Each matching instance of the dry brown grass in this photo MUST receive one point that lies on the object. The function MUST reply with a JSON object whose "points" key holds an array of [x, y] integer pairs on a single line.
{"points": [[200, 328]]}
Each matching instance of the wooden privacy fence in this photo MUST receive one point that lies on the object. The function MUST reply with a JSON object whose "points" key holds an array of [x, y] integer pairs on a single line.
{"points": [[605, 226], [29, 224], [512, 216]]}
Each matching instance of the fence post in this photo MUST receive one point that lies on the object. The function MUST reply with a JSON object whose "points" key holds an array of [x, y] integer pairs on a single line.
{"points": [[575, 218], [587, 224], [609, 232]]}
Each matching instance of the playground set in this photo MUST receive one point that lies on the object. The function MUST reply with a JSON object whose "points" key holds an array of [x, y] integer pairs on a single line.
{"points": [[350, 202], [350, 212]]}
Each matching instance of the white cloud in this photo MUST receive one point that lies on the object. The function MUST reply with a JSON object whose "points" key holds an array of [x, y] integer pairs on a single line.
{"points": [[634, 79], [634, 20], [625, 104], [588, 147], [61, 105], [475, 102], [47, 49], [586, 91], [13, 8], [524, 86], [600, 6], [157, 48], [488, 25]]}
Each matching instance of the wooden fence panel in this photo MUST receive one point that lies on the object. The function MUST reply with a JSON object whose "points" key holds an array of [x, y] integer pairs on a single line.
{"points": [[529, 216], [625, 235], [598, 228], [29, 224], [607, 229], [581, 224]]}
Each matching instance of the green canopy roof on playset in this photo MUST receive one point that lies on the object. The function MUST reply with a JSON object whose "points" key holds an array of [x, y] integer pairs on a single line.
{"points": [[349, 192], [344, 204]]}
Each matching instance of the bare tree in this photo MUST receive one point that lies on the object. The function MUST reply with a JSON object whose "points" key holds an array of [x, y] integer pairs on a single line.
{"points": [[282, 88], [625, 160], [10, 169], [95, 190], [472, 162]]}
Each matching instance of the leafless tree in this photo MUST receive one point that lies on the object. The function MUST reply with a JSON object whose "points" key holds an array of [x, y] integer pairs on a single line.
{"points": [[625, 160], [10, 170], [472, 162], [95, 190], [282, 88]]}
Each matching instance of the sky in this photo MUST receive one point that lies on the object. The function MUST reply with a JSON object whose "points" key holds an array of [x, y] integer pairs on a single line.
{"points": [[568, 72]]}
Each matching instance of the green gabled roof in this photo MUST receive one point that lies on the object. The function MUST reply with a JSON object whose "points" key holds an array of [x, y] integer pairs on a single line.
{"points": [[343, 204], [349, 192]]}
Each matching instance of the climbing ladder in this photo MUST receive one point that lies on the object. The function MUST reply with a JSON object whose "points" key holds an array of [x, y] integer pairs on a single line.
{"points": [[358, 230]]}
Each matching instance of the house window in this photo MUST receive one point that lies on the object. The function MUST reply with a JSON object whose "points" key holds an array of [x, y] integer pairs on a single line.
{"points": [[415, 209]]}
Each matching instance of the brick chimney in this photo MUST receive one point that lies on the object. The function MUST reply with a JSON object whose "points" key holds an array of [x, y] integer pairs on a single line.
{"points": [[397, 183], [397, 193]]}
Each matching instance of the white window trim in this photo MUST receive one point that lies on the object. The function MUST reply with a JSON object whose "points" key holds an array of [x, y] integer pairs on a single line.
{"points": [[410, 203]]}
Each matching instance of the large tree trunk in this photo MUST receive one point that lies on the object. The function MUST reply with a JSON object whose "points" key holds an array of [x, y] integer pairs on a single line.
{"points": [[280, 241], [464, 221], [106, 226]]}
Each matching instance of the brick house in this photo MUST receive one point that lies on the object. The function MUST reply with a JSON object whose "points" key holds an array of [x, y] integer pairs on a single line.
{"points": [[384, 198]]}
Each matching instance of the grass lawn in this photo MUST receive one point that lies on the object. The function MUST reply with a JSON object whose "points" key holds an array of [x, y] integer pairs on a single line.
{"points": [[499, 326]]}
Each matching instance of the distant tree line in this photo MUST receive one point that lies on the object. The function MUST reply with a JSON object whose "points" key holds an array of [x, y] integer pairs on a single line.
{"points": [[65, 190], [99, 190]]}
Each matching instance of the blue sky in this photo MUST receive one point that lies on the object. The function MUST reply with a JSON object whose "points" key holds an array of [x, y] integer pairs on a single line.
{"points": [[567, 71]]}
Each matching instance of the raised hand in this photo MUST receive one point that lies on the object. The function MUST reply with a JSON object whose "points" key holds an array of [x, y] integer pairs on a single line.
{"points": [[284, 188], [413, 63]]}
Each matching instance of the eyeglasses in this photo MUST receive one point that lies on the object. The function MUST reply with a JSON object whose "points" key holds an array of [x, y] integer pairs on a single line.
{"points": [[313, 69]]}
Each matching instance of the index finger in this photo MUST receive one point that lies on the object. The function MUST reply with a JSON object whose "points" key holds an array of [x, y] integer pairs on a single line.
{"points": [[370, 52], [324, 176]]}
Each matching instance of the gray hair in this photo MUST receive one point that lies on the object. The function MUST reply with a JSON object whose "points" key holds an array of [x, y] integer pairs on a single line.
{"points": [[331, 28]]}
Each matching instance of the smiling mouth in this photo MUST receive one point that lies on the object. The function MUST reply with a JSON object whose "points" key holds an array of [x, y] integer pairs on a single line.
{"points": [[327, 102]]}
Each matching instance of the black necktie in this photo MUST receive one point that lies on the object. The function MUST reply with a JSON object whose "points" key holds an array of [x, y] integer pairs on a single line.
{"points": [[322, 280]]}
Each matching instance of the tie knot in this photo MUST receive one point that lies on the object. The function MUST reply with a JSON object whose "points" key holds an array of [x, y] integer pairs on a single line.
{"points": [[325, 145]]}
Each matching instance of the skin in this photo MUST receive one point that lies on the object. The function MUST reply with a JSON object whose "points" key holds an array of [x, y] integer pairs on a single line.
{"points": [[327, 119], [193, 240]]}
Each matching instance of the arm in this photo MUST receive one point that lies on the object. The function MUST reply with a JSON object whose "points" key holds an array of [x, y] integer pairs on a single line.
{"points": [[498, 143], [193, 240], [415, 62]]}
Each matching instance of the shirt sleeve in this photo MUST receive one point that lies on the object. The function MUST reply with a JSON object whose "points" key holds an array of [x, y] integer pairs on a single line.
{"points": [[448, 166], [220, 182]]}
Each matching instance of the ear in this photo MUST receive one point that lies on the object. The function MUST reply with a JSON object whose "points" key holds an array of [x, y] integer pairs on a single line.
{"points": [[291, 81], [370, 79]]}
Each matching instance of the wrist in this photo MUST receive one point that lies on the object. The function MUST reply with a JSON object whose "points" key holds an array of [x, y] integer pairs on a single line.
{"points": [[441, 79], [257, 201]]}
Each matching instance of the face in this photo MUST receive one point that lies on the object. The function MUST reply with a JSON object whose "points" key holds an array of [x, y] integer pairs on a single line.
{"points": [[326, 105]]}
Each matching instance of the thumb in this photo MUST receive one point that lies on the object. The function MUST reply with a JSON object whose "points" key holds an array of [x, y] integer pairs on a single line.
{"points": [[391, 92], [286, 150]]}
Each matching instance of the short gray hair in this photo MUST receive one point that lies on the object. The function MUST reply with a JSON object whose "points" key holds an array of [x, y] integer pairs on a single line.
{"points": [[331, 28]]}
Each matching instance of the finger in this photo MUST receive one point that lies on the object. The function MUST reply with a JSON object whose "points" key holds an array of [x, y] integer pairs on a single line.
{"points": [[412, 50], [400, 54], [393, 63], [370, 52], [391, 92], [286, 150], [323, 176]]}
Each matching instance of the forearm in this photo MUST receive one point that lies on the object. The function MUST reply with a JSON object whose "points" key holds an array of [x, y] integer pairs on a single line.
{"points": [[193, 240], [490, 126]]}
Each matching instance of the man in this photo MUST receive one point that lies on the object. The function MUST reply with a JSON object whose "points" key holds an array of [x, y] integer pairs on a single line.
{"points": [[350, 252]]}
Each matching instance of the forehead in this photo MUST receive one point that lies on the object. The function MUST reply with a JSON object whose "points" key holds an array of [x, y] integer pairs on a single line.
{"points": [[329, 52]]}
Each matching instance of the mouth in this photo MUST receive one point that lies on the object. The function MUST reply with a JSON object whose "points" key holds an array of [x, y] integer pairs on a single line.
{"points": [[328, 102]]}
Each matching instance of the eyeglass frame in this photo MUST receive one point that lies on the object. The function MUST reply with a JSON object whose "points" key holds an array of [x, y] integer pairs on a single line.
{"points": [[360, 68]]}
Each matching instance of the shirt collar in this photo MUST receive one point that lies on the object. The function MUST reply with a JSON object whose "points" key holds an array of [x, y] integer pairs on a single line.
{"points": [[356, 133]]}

[What you should do] Begin at the line containing "Each matching instance of the shirt collar" and reproduce every line through the last one in the records above, exactly.

[Written solution]
Each matching instance of the shirt collar in this photo MUST receive one point that lies on the object. The function MUST reply with a JSON object whose "points" key holds an array of [x, y] integer pairs on a single line.
{"points": [[356, 133]]}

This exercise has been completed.